EXERCISES.
1: Rewrite the nonlinear regression passage, starting at "This chapter focuses" and ending at "straight line misses.", with "mechanistic" changed to "process-based".
2: Go on with the chapter on nonlinear regression from the point where it stops.

PASSAGE SHOWN.
Start of Block

21. Nonlinear Regression
When Straight Lines Are Not Enough
1 Introduction
Some relationships are curved because the biology is curved. Growth saturates, enzyme kinetics asymptote, seasonal cycles oscillate, and responses may level off, bend, or change slope across the range of the predictor. In such cases, a straight-line model is often too rigid.
This chapter focuses specifically on mechanistic nonlinear regression: models where the response is described by a named nonlinear function whose parameters have scientific meaning. Examples include saturating uptake curves, logistic growth, seasonal sine curves, and other biologically motivated responses.
Polynomial regression and GAMs are covered in their own chapters because they answer a different modelling need. Here the emphasis is narrower and stronger: what to do when the biology suggests the form of the curve itself.
2 Key Concepts
- Nonlinearity often reflects real biological structure rather than unwanted curvature.
- Flexible regression can model patterns that a straight line misses.
- Mechanistic nonlinear models are appropriate when the curve has a biologically motivated form.
- Greater flexibility increases the risk of overfitting if used carelessly.
- Model choice should follow biological form, not only convenience or visual preference.

End of Block

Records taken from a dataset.
Start of Block

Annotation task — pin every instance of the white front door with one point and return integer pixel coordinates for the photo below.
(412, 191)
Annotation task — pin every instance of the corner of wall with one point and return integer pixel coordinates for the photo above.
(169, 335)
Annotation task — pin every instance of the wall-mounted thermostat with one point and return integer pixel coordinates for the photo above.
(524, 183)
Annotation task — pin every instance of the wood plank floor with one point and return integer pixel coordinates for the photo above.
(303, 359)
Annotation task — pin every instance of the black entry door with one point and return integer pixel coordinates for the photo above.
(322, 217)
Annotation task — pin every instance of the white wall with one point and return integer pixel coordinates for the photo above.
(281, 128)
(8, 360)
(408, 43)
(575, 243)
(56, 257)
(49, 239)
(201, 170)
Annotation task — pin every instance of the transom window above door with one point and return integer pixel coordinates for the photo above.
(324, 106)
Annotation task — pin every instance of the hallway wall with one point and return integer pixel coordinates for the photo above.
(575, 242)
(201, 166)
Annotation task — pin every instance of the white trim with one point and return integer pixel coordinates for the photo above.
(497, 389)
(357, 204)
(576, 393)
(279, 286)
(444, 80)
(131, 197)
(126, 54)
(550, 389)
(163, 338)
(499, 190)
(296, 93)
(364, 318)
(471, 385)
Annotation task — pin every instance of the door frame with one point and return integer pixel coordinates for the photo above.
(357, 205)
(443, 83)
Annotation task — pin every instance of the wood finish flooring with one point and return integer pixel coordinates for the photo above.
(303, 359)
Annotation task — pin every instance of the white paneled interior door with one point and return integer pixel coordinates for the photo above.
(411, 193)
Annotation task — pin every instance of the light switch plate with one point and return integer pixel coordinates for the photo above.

End of Block

ANSWERS TO THE EXERCISE.
1:
This chapter focuses specifically on process-based nonlinear regression: models where the response is described by a named nonlinear function whose parameters have scientific meaning. Examples include saturating uptake curves, logistic growth, seasonal sine curves, and other biologically motivated responses.
Polynomial regression and GAMs are covered in their own chapters because they answer a different modelling need. Here the emphasis is narrower and stronger: what to do when the biology suggests the form of the curve itself.
2 Key Concepts
- Nonlinearity often reflects real biological structure rather than unwanted curvature.
- Flexible regression can model patterns that a straight line misses.

2:
3 When This Method Is Appropriate
You should move beyond a simple linear model when:
- the fitted residuals show clear curvature;
- the biology suggests an asymptote, threshold, saturation, or oscillation;
- the response changes differently across the predictor range;
- the question concerns parts of the response distribution other than the mean.
The diagnostic chapters earlier in the sequence already suggested this possibility. This chapter is about what to do next.
4 Nature of the Data and Assumptions
Mechanistic nonlinear regression is still regression, so the familiar concerns about independence, residual spread, and overall model adequacy do not disappear. In many introductory applications, the response variable is continuous and the residuals are assumed to be approximately normally distributed with constant variance.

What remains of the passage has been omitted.